▶ [Direction]:
Please extract the passage from the text on Japanese folk drum rhythms, beginning at the words "However, studies that" and stopping after "propagate and transform.".

▶ [Page extract]:

However, studies that capture the rhythm patterns of traditional Japanese music theoretically, through empirical analysis, have not been conducted. At present, not only rhythm studies but also studies that capture the melodic characteristics have not been performed either; therefore, it is unclear how the characteristics of Japanese music propagate and transform.
In this research, in order to empirically capture the rhythm patterns hidden in traditional Japanese music, we focused on folk songs (having the most primitive characteristics of Japanese music) and analyzed the rhythm of the Japanese drums. This study aimed to compare the rhythm patterns of Japanese drums in the folk music of East Japan quantitatively and to clarify the rhythmic features of each region.

Overview of the data
We analyzed 589 songs using Japanese drums from the East Japan folk songs published in “
Nihon Min’yo Taikan” (
Anthology of Japanese folk songs) (see Fig.1). Specifically, we selected all songs using one of the following:
oh-daiko (big drum),
ko-daiko (small drum),
koshi-daiko (waist drum),
daibyoshi (wooden clapper), and
taru (barrel).

▶ [Dataset extract]:
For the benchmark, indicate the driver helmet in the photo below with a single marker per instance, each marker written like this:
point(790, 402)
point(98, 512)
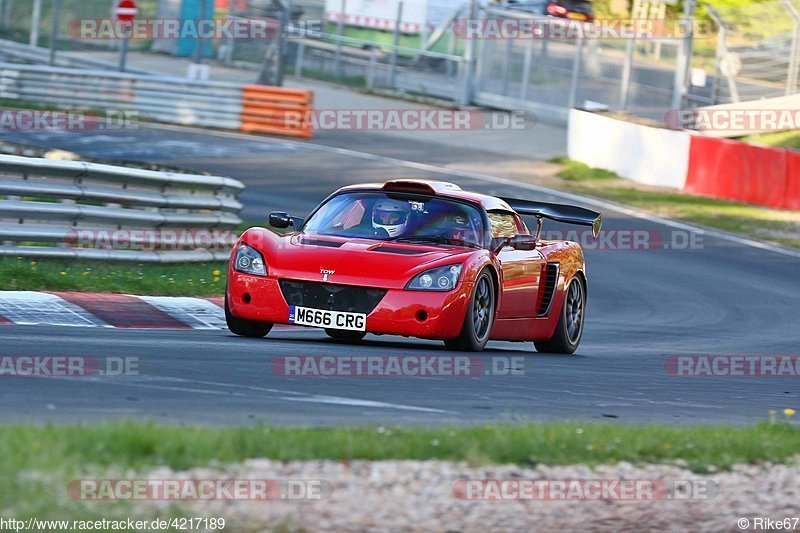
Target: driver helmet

* * *

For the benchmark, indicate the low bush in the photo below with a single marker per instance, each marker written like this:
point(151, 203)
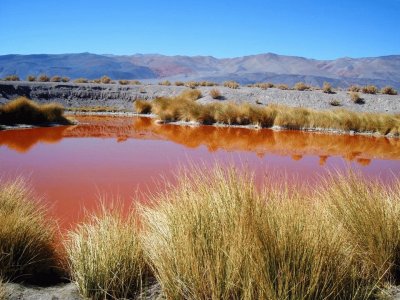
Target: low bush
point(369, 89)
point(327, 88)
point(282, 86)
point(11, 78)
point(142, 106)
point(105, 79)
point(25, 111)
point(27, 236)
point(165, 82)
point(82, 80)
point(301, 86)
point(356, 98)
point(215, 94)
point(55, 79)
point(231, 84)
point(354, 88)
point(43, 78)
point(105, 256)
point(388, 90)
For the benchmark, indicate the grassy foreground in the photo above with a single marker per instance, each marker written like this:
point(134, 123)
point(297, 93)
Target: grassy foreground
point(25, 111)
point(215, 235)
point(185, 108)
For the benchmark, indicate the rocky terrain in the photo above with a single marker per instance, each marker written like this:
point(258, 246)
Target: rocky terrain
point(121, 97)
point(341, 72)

---

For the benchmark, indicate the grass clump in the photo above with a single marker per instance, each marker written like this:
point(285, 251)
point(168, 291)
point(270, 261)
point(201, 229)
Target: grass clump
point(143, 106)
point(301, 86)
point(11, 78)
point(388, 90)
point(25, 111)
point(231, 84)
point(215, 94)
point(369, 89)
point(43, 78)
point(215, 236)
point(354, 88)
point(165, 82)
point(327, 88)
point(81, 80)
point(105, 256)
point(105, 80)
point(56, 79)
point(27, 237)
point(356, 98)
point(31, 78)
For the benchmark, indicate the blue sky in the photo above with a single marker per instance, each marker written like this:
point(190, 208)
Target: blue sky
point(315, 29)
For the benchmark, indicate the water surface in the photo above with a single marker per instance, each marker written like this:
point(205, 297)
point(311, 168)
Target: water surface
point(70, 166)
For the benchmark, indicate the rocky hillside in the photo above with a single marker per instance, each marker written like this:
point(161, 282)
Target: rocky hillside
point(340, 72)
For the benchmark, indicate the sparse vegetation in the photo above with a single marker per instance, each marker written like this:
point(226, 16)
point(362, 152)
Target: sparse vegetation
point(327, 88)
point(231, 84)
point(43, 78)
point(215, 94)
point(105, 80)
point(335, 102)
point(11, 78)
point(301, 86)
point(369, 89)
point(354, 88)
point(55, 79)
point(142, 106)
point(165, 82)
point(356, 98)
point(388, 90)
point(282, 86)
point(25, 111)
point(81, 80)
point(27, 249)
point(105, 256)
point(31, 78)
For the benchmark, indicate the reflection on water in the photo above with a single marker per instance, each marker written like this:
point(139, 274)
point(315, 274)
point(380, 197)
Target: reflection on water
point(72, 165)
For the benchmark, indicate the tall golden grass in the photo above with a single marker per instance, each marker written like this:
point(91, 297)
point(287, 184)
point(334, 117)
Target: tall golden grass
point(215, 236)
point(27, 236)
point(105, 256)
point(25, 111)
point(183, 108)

▶ [Response to the task]:
However, studies that capture the rhythm patterns of traditional Japanese music theoretically, through empirical analysis, have not been conducted. At present, not only rhythm studies but also studies that capture the melodic characteristics have not been performed either; therefore, it is unclear how the characteristics of Japanese music propagate and transform.